» Given passage:
=====

“Dual diagnosis”, “co-occurring conditions”, “complex needs”. These are some of the terms used to describe what’s happening when someone is struggling with both alcohol and mental health issues. Words like these can be helpful, up to a point. But they can also lead us to mistakenly supposing that the challenges in someone’s life can be disentangled and dealt with separately. The message of our latest publication Filling in the gaps is that this doesn’t work for many people, and that there are better ways to help.
If you’ve been following the work of Alcohol Change UK over the years, you’ll know that we’ve kept a strong focus on the interface between alcohol and mental health and between alcohol and specific mental health issues such as eating disorders. As part of this, since 2020 we’ve been looking in detail at the complex relationship between alcohol and self-harm in some people’s lives; and that work has led us to produce this guide.
Perhaps the most valuable lesson we learnt whilst writing Filling in the gaps is that practitioners working in the fields of self-harm and alcohol use are seeing people whose thoughts, feelings and behaviours are remarkably similar – largely because both behaviours are often ways of managing similar forms of mental distress. People with lived experience reinforced this impression when they described the roles of alcohol and self-harm in their lives.
As one person said: “If I wanted to stop drinking and self-harming, we’d have to deal with the depth of issues that causes it, and get me to a place where I felt able to cope with my difficulties.” What’s needed, in short, is something we’ve all being trying to do more of in recent years: trauma-informed working.

=====

Stored data
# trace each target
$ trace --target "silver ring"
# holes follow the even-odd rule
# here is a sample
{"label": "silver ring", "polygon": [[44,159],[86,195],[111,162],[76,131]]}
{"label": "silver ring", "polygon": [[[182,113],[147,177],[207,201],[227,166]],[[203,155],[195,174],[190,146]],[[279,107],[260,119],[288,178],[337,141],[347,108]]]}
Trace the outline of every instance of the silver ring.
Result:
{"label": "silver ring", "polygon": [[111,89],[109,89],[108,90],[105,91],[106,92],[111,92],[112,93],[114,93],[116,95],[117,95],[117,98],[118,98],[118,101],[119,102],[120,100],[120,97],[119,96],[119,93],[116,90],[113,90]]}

=====

» Requirement 1:
According to the passage on alcohol and self-harm, since what year has Alcohol Change UK been looking in detail at the relationship between alcohol and self-harm?
» Requirement 2:
Carry on the passage on alcohol and self-harm from where it ends.
These rows have no connection to the passage on alcohol and self-harm.

» Expected output 1:
Since 2020.

» Expected output 2:
Unfortunately, that doesn’t seem to be what’s happening on the ground at the moment. The reason we called our handbook Filling in the gaps is that there still seem to be plenty of gaps between services for people to fall through if they have a “dual diagnosis”, “co-occurring conditions” or “complex needs”. Despite the growing recognition that every service should be making a “no wrong door” offer to people in distress, we found a fairly consistent picture of service configurations that do not allow for alcohol and self-harm to be addressed in the same place at the same time. As one service-user put it: “There seems to be a line between the two – between the mental health and drug and alcohol services. There shouldn’t be a line. It should be all under one banner”.
One worrying consequence of the current set-up is that some people appear to be concealing or minimising either their alcohol use or their self-harm to access services that can’t deal with both. In the words of one person: “In order to be eligible to access a mental health service, you cannot have any substance misuse issues. So, I’ve just said I don’t have an [alcohol] issue”. Clearly, if this tendency is commonplace, services will be getting an incomplete sense of people’s needs and will be unable to meet them completely as a result.